• _Document text_:
§ §

I still suffer from a bit of depression from time to time, my self-esteem tends to rollercoaster and my finger picking and ADD non-exisstent.
My dishonesty is something I struggle with, in particular because my family hasn't got the slightest clue what an addiction is.
They believe I do suffer, but they don't see the infinite battle, me fighting the urges, cravings and battles against... what not.
All they care about is me graduating, which is fair and positive, but they don't see what's going on in my brain. Yes, I can tell you - my brain is improving. Physically. Sometimes, for just a second or 2, I feel as if old 'junk' brain tissue is dying and healthy tissue is growing.I get a weird, light head feeling and my eyes get twitchy. I really can't describe but last Friday I had another episode. I've had about 3 or 4.
I guess that is how re-sensitization feels like; the strong, addiction pathways are crumbling and those pathways thought to be normal, are slowly growing to normal.

§ §

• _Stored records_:
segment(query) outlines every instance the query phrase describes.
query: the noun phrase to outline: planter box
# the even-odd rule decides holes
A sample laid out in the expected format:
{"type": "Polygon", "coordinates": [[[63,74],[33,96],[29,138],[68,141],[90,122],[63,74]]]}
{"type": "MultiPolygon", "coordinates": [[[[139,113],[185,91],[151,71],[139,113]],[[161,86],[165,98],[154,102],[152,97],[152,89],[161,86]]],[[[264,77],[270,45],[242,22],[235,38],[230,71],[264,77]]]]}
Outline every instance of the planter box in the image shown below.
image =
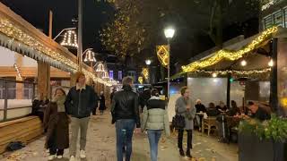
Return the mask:
{"type": "Polygon", "coordinates": [[[256,135],[239,133],[239,161],[287,161],[286,143],[260,140],[256,135]]]}

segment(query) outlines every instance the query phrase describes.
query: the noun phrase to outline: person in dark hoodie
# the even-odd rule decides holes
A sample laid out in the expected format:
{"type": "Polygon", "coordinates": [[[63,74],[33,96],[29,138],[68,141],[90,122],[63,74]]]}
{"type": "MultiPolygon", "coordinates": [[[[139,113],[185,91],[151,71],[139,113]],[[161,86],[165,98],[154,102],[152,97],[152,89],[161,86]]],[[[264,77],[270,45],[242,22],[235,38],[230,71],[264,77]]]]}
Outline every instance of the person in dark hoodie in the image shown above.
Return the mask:
{"type": "Polygon", "coordinates": [[[123,161],[123,147],[126,148],[126,161],[129,161],[135,126],[136,126],[135,132],[140,132],[141,123],[138,96],[131,87],[133,78],[125,77],[122,83],[123,90],[115,93],[110,112],[112,123],[116,123],[117,161],[123,161]]]}
{"type": "Polygon", "coordinates": [[[79,130],[81,131],[80,157],[86,157],[86,136],[90,115],[98,102],[94,89],[86,85],[85,75],[81,72],[75,74],[76,85],[71,88],[65,102],[65,112],[71,115],[70,161],[75,160],[79,130]]]}

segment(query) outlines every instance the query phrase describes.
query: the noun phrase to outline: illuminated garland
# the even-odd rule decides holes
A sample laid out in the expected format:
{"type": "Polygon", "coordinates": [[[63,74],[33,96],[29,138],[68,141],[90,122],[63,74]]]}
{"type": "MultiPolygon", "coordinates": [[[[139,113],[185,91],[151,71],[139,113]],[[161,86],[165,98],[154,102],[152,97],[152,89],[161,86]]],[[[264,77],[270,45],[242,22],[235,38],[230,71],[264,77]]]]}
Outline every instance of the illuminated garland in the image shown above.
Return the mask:
{"type": "Polygon", "coordinates": [[[170,47],[167,45],[156,47],[156,55],[159,58],[161,65],[167,67],[169,64],[169,50],[170,47]]]}
{"type": "Polygon", "coordinates": [[[142,76],[141,76],[141,77],[138,77],[137,80],[138,80],[138,82],[141,83],[141,84],[143,84],[143,82],[144,82],[144,80],[143,80],[143,77],[142,77],[142,76]]]}
{"type": "MultiPolygon", "coordinates": [[[[20,51],[24,48],[25,51],[22,51],[23,53],[28,53],[32,57],[35,56],[37,60],[42,60],[49,64],[52,63],[55,66],[69,68],[68,71],[72,72],[76,72],[78,69],[77,64],[65,57],[60,53],[52,51],[49,47],[45,47],[45,45],[25,33],[22,30],[17,28],[16,25],[6,19],[2,18],[0,20],[0,32],[10,38],[10,40],[4,42],[4,40],[7,39],[4,36],[1,37],[1,45],[4,47],[7,45],[7,47],[13,51],[20,51]],[[18,47],[14,47],[15,42],[18,42],[18,47]]],[[[94,81],[111,86],[110,83],[97,78],[92,72],[85,69],[83,69],[83,72],[94,81]]]]}
{"type": "Polygon", "coordinates": [[[270,72],[271,68],[265,68],[262,70],[251,70],[251,71],[236,71],[236,70],[226,70],[226,71],[204,71],[204,70],[196,70],[194,72],[200,72],[200,73],[216,73],[221,75],[226,75],[228,73],[234,73],[237,75],[251,75],[251,74],[260,74],[260,73],[266,73],[270,72]]]}
{"type": "Polygon", "coordinates": [[[149,69],[148,68],[143,68],[142,73],[145,80],[149,78],[149,69]]]}
{"type": "Polygon", "coordinates": [[[267,29],[266,30],[263,31],[257,38],[256,38],[250,44],[248,44],[246,47],[240,50],[228,51],[225,49],[222,49],[214,53],[214,55],[213,55],[212,57],[206,58],[202,61],[196,61],[196,62],[191,63],[187,65],[182,66],[181,68],[183,72],[194,72],[200,68],[211,66],[213,64],[217,64],[222,59],[228,59],[230,61],[238,60],[241,58],[244,55],[258,47],[263,42],[270,38],[272,34],[276,33],[277,30],[278,30],[277,27],[267,29]]]}

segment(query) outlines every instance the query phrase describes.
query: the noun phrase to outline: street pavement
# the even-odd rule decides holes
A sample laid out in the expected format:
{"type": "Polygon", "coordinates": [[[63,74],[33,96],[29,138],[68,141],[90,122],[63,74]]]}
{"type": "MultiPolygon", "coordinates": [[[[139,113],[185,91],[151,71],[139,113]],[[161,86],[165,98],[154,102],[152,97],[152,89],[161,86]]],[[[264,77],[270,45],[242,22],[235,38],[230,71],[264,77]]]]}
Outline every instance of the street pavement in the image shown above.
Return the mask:
{"type": "MultiPolygon", "coordinates": [[[[116,132],[110,123],[108,111],[103,115],[91,116],[88,136],[86,152],[87,158],[82,161],[116,161],[116,132]]],[[[187,137],[185,137],[187,138],[187,137]]],[[[215,137],[207,137],[195,131],[193,136],[193,159],[180,157],[177,148],[177,134],[172,133],[169,139],[164,136],[159,145],[159,161],[238,161],[238,148],[235,144],[217,142],[215,137]]],[[[186,141],[186,140],[185,140],[186,141]]],[[[25,148],[0,156],[4,161],[44,161],[48,160],[48,153],[44,149],[45,137],[41,136],[28,144],[25,148]]],[[[184,143],[186,146],[187,144],[184,143]]],[[[79,147],[78,147],[79,148],[79,147]]],[[[79,152],[79,150],[78,150],[79,152]]],[[[77,160],[81,160],[77,154],[77,160]]],[[[55,161],[68,161],[68,149],[65,150],[64,158],[55,161]]],[[[149,161],[149,143],[144,133],[135,134],[133,140],[132,161],[149,161]]]]}

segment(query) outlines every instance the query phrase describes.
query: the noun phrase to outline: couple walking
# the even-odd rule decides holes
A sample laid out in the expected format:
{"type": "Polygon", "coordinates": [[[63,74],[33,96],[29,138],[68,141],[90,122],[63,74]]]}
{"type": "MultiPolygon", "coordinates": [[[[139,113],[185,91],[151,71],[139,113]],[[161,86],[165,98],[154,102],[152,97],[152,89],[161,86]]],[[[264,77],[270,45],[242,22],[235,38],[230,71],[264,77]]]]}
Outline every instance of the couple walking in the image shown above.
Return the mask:
{"type": "Polygon", "coordinates": [[[138,133],[147,131],[150,142],[151,160],[157,161],[158,143],[165,131],[170,136],[170,123],[165,101],[159,97],[159,91],[152,89],[152,97],[144,108],[142,124],[140,123],[138,96],[132,90],[133,79],[123,79],[123,90],[116,92],[111,106],[112,123],[116,123],[117,133],[117,157],[123,161],[124,153],[126,161],[129,161],[132,154],[132,138],[134,131],[138,133]],[[142,129],[140,129],[142,125],[142,129]]]}
{"type": "Polygon", "coordinates": [[[45,111],[44,127],[48,129],[45,148],[49,149],[48,160],[62,158],[64,149],[69,148],[70,161],[74,161],[79,131],[80,157],[86,157],[90,115],[97,106],[98,97],[94,89],[86,85],[83,72],[77,72],[75,77],[76,85],[69,90],[67,96],[63,89],[56,89],[54,97],[45,111]],[[72,130],[70,141],[69,123],[72,130]]]}

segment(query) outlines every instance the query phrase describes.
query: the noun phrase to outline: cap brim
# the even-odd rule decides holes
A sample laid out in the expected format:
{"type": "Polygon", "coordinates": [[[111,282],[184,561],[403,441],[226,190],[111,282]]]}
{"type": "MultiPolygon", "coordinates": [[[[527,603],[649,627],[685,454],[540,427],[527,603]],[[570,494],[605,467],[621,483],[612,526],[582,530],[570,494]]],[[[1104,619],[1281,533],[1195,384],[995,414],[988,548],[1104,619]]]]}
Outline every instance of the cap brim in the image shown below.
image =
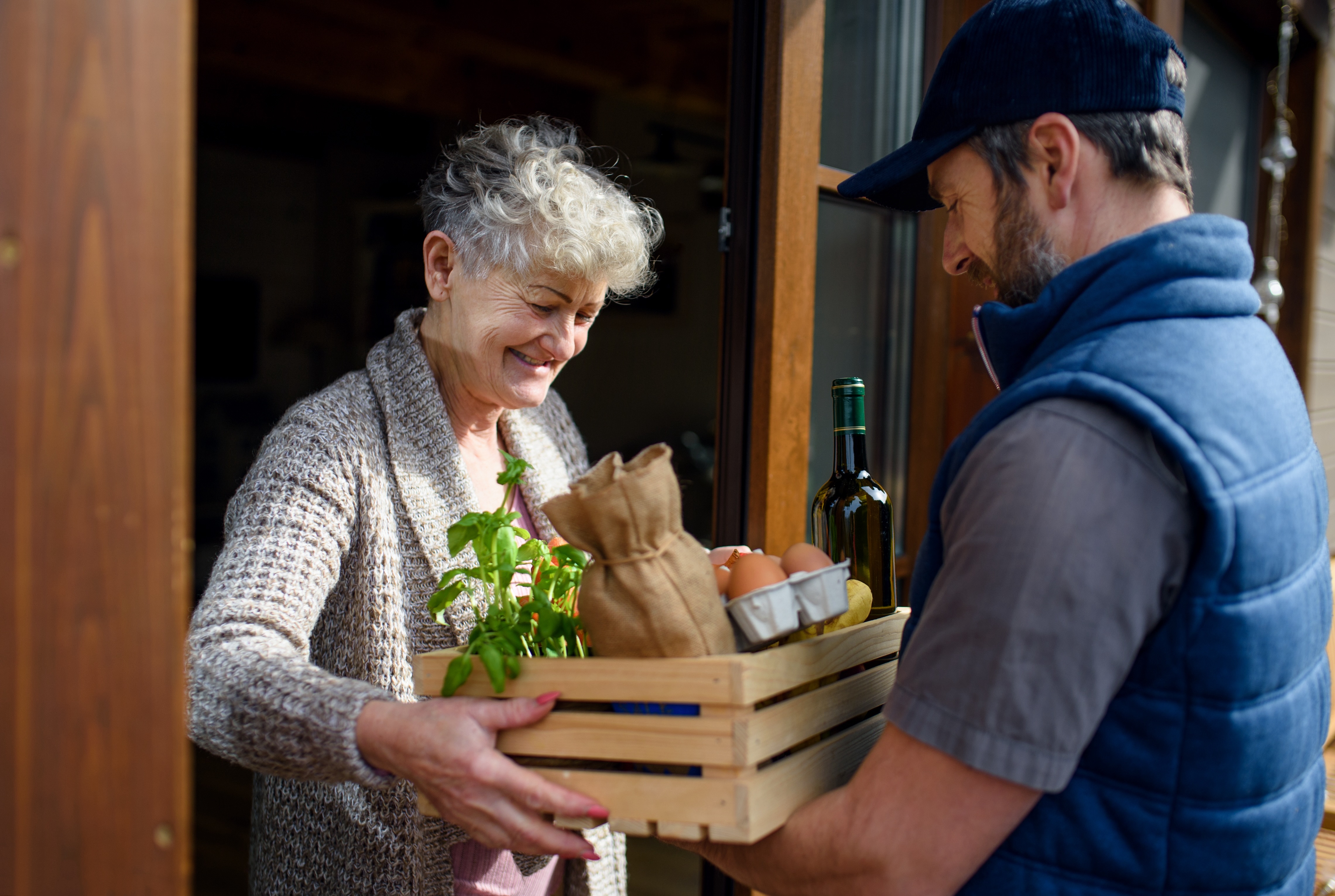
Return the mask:
{"type": "Polygon", "coordinates": [[[841,196],[870,199],[896,211],[930,211],[941,203],[928,191],[926,167],[977,132],[951,131],[926,140],[909,140],[838,186],[841,196]]]}

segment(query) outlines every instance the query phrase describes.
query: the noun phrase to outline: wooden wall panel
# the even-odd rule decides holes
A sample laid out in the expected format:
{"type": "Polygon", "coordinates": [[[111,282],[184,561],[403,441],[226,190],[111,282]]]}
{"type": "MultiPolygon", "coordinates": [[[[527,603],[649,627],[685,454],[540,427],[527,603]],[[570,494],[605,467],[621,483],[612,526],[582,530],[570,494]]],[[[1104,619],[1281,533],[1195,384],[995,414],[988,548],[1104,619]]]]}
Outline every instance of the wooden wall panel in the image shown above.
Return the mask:
{"type": "Polygon", "coordinates": [[[7,893],[188,887],[192,11],[0,4],[7,893]]]}
{"type": "Polygon", "coordinates": [[[806,539],[824,0],[766,7],[746,539],[806,539]]]}

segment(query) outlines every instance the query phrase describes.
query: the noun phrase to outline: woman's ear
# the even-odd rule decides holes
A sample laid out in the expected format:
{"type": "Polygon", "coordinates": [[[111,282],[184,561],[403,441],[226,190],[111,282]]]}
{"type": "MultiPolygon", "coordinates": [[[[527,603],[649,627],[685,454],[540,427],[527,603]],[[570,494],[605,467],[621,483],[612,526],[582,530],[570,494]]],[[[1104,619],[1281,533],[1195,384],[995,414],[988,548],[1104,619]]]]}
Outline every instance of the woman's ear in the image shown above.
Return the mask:
{"type": "Polygon", "coordinates": [[[422,267],[426,271],[426,291],[435,302],[447,302],[454,286],[459,255],[454,240],[438,230],[433,230],[422,240],[422,267]]]}
{"type": "Polygon", "coordinates": [[[1029,154],[1043,182],[1048,208],[1065,208],[1080,167],[1080,131],[1065,115],[1045,112],[1029,128],[1029,154]]]}

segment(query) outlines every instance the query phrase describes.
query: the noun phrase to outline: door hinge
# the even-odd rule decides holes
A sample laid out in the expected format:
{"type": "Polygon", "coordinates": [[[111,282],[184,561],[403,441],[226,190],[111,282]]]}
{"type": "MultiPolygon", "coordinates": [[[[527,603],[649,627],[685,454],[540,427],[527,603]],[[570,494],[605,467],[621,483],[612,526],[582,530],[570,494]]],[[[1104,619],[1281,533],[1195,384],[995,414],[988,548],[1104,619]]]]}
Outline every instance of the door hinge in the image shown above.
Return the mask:
{"type": "Polygon", "coordinates": [[[726,252],[733,238],[733,210],[724,206],[718,210],[718,251],[726,252]]]}

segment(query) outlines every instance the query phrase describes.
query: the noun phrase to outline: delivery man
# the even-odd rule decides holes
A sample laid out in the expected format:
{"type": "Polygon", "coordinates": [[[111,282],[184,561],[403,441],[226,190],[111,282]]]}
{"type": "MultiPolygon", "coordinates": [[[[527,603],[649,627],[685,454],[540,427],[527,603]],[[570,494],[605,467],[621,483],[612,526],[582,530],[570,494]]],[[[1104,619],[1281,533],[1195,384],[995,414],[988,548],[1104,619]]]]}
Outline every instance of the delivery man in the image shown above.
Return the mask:
{"type": "Polygon", "coordinates": [[[761,843],[694,847],[737,880],[1312,892],[1326,478],[1247,228],[1191,214],[1184,85],[1123,0],[992,0],[840,186],[945,207],[1000,394],[937,473],[884,736],[761,843]]]}

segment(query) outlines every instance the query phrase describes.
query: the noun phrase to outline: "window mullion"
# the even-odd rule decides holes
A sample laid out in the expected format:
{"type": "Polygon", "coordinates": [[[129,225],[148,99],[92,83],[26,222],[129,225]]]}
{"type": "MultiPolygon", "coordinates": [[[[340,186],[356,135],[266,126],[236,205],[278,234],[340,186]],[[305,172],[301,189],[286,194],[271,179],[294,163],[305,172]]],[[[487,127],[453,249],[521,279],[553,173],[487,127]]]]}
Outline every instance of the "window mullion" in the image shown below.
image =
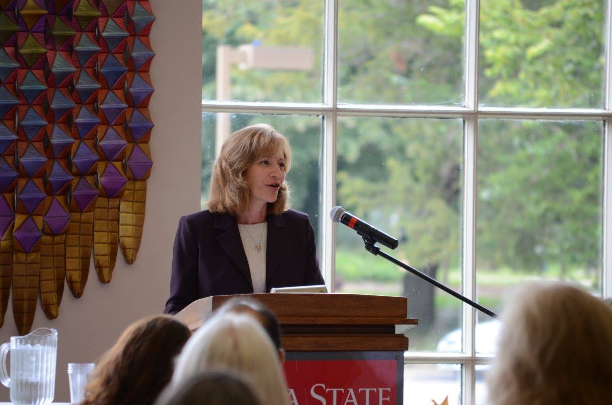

§ §

• _Work to complete_: In the text about recovering from addiction, list every sensation the writer describes having during the brief brain episodes.

• _Exercise answer_:
- Feeling as if old "junk" brain tissue is dying and healthy tissue is growing
- A weird, light head feeling
- Twitchy eyes